TASK PROMPT:
Switch every "woman" to "man" in the records, from the start through the line with "<point>177,154</point>", and give those lines again with nothing else changed. Leave the pictures out of your answer.

Start

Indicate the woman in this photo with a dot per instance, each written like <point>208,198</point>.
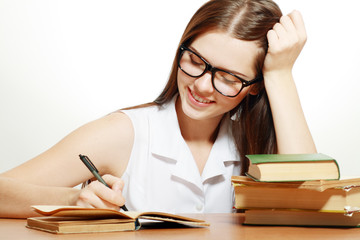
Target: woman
<point>177,154</point>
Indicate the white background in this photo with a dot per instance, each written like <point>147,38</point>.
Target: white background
<point>66,62</point>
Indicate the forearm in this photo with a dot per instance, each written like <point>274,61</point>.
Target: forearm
<point>16,197</point>
<point>292,132</point>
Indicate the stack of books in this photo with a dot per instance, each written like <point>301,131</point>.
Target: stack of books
<point>297,190</point>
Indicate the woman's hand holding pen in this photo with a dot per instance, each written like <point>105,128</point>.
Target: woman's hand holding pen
<point>97,195</point>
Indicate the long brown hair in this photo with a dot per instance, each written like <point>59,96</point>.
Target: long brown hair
<point>249,20</point>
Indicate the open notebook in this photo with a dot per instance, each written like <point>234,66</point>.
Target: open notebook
<point>74,219</point>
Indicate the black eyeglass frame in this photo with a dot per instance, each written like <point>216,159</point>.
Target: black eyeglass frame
<point>213,70</point>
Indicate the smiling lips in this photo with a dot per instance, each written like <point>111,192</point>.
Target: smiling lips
<point>197,99</point>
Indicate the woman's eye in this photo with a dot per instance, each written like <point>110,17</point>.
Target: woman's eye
<point>195,60</point>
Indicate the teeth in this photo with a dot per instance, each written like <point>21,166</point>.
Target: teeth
<point>199,99</point>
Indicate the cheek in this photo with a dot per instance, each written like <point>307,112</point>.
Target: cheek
<point>231,103</point>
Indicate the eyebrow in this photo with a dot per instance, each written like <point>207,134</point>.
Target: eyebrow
<point>224,69</point>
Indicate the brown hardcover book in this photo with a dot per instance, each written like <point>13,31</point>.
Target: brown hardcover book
<point>292,167</point>
<point>283,217</point>
<point>74,219</point>
<point>313,195</point>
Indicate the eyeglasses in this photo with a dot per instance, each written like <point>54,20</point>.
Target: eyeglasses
<point>226,83</point>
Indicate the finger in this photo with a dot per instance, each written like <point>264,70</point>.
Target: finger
<point>106,194</point>
<point>280,30</point>
<point>298,21</point>
<point>273,41</point>
<point>116,184</point>
<point>288,24</point>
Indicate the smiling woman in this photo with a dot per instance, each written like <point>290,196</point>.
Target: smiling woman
<point>178,153</point>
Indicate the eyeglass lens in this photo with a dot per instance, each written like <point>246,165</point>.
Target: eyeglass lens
<point>223,82</point>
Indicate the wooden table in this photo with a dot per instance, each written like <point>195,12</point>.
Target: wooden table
<point>222,227</point>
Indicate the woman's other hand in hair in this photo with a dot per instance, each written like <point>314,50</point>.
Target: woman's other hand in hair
<point>286,40</point>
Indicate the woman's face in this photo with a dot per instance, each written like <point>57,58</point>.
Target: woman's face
<point>198,98</point>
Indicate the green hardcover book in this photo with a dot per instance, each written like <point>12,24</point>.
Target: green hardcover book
<point>292,167</point>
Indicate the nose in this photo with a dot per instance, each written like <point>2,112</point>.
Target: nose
<point>204,85</point>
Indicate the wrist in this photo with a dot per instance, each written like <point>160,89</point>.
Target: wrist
<point>277,76</point>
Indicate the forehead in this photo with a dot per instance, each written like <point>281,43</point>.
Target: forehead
<point>224,51</point>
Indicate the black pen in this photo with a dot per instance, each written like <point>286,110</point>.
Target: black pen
<point>95,172</point>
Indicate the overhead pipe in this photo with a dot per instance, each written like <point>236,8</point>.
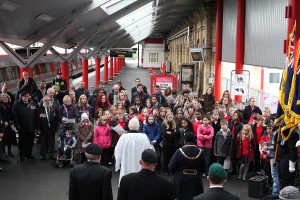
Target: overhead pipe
<point>180,33</point>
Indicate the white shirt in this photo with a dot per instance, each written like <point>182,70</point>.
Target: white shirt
<point>128,152</point>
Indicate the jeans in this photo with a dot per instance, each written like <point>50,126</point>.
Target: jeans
<point>276,183</point>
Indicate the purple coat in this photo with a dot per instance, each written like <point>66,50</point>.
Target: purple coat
<point>102,136</point>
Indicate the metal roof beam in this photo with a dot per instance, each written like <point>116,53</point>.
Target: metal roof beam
<point>32,60</point>
<point>81,45</point>
<point>13,55</point>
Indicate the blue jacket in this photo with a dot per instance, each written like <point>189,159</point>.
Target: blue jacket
<point>153,131</point>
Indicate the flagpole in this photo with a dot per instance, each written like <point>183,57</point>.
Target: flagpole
<point>277,145</point>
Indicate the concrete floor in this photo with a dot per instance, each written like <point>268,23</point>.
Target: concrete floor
<point>41,180</point>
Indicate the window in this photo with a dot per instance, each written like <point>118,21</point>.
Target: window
<point>274,77</point>
<point>153,57</point>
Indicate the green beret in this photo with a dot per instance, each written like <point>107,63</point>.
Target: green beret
<point>217,171</point>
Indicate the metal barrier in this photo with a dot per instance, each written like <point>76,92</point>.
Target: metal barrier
<point>263,99</point>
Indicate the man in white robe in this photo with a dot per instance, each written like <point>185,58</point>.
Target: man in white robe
<point>130,148</point>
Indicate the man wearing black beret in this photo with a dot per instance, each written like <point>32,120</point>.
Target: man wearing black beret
<point>91,180</point>
<point>146,184</point>
<point>216,176</point>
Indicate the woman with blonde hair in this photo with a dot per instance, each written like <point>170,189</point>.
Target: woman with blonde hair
<point>170,140</point>
<point>84,107</point>
<point>245,148</point>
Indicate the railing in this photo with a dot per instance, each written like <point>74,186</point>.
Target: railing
<point>263,99</point>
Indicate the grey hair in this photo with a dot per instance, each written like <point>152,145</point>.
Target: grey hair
<point>134,124</point>
<point>91,156</point>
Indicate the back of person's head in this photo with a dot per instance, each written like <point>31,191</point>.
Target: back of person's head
<point>217,174</point>
<point>190,138</point>
<point>134,124</point>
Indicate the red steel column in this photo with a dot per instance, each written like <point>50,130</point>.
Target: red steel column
<point>218,59</point>
<point>26,69</point>
<point>97,75</point>
<point>118,66</point>
<point>105,70</point>
<point>65,72</point>
<point>115,66</point>
<point>111,68</point>
<point>240,38</point>
<point>85,73</point>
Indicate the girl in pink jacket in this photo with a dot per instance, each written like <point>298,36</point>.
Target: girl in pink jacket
<point>205,134</point>
<point>103,138</point>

End

CORRECT RESPONSE:
Indicate the man in this photo with a dot per instance, each written like <point>208,198</point>.
Target: man
<point>177,154</point>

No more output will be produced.